_WRITTEN REQUEST_
Copy every one of the records below word for word, without the pictures.

▬▬▬

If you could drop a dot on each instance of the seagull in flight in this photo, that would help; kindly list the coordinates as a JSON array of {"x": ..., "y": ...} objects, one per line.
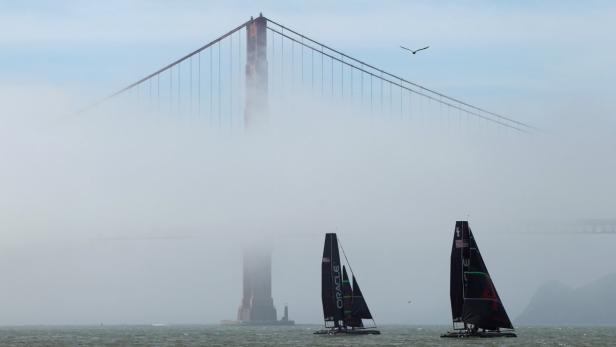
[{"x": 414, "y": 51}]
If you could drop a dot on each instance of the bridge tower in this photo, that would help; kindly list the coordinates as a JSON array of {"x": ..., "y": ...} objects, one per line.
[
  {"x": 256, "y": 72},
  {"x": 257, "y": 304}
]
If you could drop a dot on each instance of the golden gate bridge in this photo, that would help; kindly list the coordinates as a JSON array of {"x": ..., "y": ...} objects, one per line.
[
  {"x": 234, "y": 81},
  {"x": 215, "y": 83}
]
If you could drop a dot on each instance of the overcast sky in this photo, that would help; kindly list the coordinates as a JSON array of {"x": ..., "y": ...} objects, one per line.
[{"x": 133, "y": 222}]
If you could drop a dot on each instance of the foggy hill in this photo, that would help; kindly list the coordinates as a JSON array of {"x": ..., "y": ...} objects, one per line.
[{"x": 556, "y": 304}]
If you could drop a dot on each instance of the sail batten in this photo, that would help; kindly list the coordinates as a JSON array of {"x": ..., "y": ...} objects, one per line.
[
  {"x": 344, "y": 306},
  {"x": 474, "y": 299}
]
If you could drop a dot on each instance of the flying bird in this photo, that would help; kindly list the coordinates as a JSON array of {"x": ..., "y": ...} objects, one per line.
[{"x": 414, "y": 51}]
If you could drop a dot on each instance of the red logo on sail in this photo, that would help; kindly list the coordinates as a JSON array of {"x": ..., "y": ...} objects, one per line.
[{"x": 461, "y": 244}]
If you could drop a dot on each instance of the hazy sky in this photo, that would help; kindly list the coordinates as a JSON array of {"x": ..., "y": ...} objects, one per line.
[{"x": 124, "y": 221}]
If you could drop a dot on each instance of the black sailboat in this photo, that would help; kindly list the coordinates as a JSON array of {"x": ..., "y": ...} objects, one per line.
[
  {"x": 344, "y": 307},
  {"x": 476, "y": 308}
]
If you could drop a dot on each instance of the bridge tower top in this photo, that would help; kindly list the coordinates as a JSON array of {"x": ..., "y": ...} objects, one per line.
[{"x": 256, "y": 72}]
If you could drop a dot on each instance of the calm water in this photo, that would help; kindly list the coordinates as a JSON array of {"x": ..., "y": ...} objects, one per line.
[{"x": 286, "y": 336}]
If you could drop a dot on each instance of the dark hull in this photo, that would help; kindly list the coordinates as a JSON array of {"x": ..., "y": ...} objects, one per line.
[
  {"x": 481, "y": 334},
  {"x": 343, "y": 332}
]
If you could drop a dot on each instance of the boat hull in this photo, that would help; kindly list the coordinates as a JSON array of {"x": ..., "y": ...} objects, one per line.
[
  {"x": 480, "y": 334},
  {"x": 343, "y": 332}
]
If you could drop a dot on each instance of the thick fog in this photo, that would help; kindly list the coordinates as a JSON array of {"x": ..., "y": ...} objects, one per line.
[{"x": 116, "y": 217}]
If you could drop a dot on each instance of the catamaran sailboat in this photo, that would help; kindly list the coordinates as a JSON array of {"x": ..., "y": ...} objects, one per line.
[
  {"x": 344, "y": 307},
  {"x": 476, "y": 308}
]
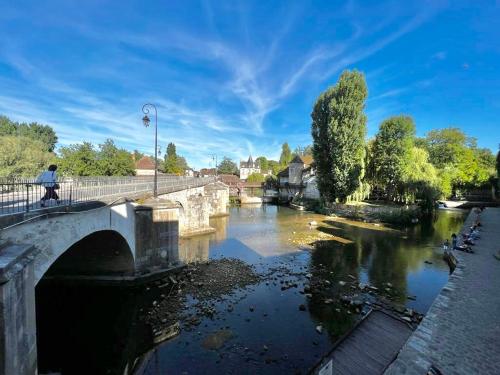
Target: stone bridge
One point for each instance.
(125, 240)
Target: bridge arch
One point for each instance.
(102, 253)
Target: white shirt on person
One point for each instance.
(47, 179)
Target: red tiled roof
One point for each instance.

▬▬▬

_EXERCISE RESULT_
If you could drop a dot on each instance of the seagull in flight in this photo, that would help; kindly list the coordinates as a JSON array of {"x": ..., "y": ...} objects, one per line.
[{"x": 414, "y": 51}]
If you could drop a dot on each instance of the bridge tower in this photo, that would help; kindly list the coordinates as a JSON array of {"x": ..., "y": ...} objects, one per line.
[
  {"x": 256, "y": 72},
  {"x": 257, "y": 304}
]
If you could drop a dot on each instance of the golden gate bridge in this photo, that would help; kindly list the coordinates as a JSON array of {"x": ..., "y": ...} objects, one per line.
[
  {"x": 234, "y": 81},
  {"x": 215, "y": 83}
]
If you could drop a dot on each instance of the overcast sky in this photo, that would help; kindly list the coordinates as a JSON array of {"x": ..., "y": ...} objects, one per line.
[{"x": 133, "y": 222}]
If you could drop a dot on each instance of the foggy hill in this photo, that would help; kindly list the coordinates as a JSON array of {"x": ..., "y": ...} objects, one per line.
[{"x": 556, "y": 304}]
If you could drop a dot on each instance of the sail batten in this photo, that would help; kindly list the coordinates as a JSON array of {"x": ..., "y": ...} objects, one per line.
[
  {"x": 344, "y": 306},
  {"x": 474, "y": 299}
]
If you could drop a dot on each instance of the flying bird in this photo, that would help; kindly list the coordinates as a JSON array of {"x": ..., "y": ...} objects, one per line.
[{"x": 414, "y": 51}]
If you could drop a dot on each instance of the red logo on sail in this photo, that would help; kindly list the coordinates as a JSON array of {"x": ..., "y": ...} objects, one per line.
[{"x": 461, "y": 244}]
If you could drop a dot on each instance of the hazy sky in this photo, that would help; kindly list the coordinates as a JSON array of {"x": ..., "y": ...} objects, one per line.
[{"x": 124, "y": 221}]
If you could drop a dot on each instance of the black sailboat in this photo, that would help; kindly list the coordinates as a JSON array of {"x": ..., "y": ...} objects, one per line.
[
  {"x": 344, "y": 307},
  {"x": 476, "y": 308}
]
If you could drop a dot on each instance of the bridge tower top in this photo, that would help; kindly list the coordinates as a JSON array of {"x": ..., "y": ...} objects, one per line.
[{"x": 256, "y": 72}]
If you could drop a dot on each instance of the calm water in this photo, that would help; kindly list the coordinates as a JSON array of {"x": ..., "y": ...} objects, one per line.
[{"x": 286, "y": 336}]
If you could drop a dot on each instance of the dark hull in this photo, that would help; kindly list the coordinates as a JSON array of {"x": ..., "y": ...} objects, one per line.
[
  {"x": 481, "y": 334},
  {"x": 343, "y": 332}
]
If you could drop a dot on each instance of the boat hull in this photo, that would help; kindly list the coordinates as a JSON array of {"x": ..., "y": ...} objects, one per line.
[
  {"x": 480, "y": 334},
  {"x": 343, "y": 332}
]
If you could drop a dot on each instance of the thick fog in this photo, that would help; kindly list the coordinates as a JSON array of {"x": ..., "y": ...} objects, one per line.
[{"x": 116, "y": 217}]
If you could drop a dot on each instance of the catamaran sailboat in this photo, that would help; kindly list the coordinates as a JSON array of {"x": ..., "y": ...} objects, one per line.
[
  {"x": 344, "y": 307},
  {"x": 476, "y": 308}
]
Target: stone bridge
One point for each instance.
(125, 240)
Target: bridge arch
One point for each instance.
(102, 253)
Target: white shirt on person
One point for each instance.
(47, 179)
Target: red tiled roof
One point for each instance.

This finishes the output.